[Start Excerpted data]
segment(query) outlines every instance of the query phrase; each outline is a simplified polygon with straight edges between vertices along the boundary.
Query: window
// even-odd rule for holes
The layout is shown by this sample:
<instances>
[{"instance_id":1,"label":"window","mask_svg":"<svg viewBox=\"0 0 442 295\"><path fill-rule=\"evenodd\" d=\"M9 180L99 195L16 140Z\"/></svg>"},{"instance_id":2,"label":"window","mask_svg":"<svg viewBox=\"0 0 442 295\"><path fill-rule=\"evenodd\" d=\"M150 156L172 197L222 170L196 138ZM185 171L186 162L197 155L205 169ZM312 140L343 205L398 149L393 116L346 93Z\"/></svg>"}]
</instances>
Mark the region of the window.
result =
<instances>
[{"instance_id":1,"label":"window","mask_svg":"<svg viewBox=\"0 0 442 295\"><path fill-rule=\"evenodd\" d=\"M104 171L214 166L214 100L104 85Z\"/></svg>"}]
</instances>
[End Excerpted data]
Copy all of the records above line for line, with no changes.

segment(query) outlines every instance of the query phrase; each outline is a simplified polygon with straight edges between vertices along the boundary.
Query: window
// even-odd rule for holes
The layout is shown by this sample:
<instances>
[{"instance_id":1,"label":"window","mask_svg":"<svg viewBox=\"0 0 442 295\"><path fill-rule=\"evenodd\" d=\"M9 180L99 195L16 140Z\"/></svg>"},{"instance_id":2,"label":"window","mask_svg":"<svg viewBox=\"0 0 442 295\"><path fill-rule=\"evenodd\" d=\"M150 156L172 197L222 170L196 138ZM185 171L186 162L197 155L205 169ZM312 140L343 205L398 149L393 116L346 93Z\"/></svg>"}]
</instances>
Mark the region of the window.
result =
<instances>
[{"instance_id":1,"label":"window","mask_svg":"<svg viewBox=\"0 0 442 295\"><path fill-rule=\"evenodd\" d=\"M104 171L214 166L214 100L104 85Z\"/></svg>"}]
</instances>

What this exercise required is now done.